• **TASK PROMPT**
Please count the lines in the data below that mention the word "reflection", then give only the total.
** Opening DATA EXCERPTS block **
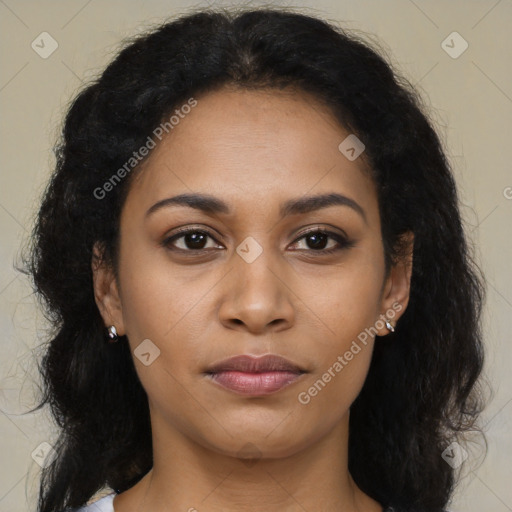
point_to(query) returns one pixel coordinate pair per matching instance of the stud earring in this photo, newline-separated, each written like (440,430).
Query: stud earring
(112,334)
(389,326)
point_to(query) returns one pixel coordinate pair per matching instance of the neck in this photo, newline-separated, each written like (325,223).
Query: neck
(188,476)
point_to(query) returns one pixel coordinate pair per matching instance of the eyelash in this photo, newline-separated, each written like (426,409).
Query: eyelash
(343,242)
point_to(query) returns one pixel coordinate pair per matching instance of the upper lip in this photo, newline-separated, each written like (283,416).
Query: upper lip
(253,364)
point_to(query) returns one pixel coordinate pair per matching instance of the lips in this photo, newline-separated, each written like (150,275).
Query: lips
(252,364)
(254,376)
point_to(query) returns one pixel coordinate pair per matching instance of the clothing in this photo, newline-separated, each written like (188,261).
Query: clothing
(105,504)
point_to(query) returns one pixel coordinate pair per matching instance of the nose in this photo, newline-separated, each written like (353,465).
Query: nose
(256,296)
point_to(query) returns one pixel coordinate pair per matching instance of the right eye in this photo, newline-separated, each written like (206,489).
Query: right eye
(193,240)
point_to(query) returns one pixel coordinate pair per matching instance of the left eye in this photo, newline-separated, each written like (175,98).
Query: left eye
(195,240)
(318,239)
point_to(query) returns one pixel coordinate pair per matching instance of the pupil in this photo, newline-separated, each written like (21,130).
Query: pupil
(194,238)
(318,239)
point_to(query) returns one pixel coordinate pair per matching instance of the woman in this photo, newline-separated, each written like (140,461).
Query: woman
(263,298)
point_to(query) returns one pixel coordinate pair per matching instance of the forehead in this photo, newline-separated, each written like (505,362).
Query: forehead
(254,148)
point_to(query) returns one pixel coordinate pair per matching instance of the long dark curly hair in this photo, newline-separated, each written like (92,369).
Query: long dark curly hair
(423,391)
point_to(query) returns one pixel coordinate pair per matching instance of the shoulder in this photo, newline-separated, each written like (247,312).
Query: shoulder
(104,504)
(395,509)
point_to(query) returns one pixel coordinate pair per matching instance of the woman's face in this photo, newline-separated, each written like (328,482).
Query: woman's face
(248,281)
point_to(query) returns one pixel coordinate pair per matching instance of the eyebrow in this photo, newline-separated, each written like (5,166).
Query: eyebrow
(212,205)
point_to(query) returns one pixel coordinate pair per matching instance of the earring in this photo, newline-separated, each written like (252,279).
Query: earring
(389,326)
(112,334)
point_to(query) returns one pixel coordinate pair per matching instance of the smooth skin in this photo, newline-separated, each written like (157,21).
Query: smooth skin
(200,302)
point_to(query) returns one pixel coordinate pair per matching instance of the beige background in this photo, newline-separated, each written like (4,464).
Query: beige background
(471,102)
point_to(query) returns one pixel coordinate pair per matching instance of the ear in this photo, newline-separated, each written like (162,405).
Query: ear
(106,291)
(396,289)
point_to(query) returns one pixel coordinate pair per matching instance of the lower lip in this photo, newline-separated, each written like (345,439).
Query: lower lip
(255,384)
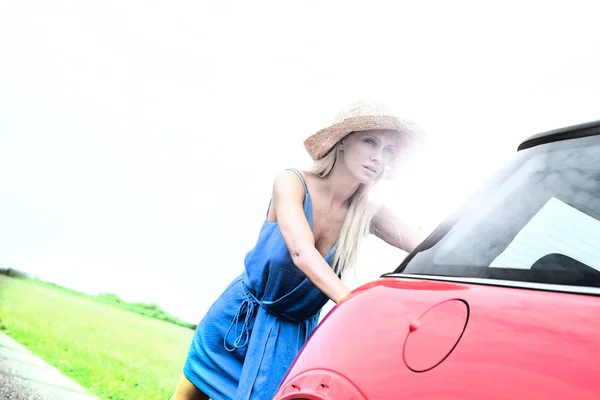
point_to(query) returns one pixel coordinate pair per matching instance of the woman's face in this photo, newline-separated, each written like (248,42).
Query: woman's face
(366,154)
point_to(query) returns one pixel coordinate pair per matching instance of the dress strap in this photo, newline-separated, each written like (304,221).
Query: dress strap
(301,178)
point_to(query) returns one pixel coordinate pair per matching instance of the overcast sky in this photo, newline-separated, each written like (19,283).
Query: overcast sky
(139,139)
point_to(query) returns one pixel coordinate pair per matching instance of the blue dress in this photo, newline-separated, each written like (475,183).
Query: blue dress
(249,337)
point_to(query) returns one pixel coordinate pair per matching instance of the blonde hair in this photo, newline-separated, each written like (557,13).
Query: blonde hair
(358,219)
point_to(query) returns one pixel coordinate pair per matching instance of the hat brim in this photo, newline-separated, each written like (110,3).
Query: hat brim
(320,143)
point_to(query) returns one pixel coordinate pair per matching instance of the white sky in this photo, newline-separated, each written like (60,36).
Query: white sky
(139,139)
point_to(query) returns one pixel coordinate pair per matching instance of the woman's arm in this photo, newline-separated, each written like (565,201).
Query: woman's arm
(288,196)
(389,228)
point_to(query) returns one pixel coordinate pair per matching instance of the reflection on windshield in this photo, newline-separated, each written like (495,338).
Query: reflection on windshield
** Closing DATA EXCERPTS block **
• **SOLUTION TO THIS EXERCISE**
2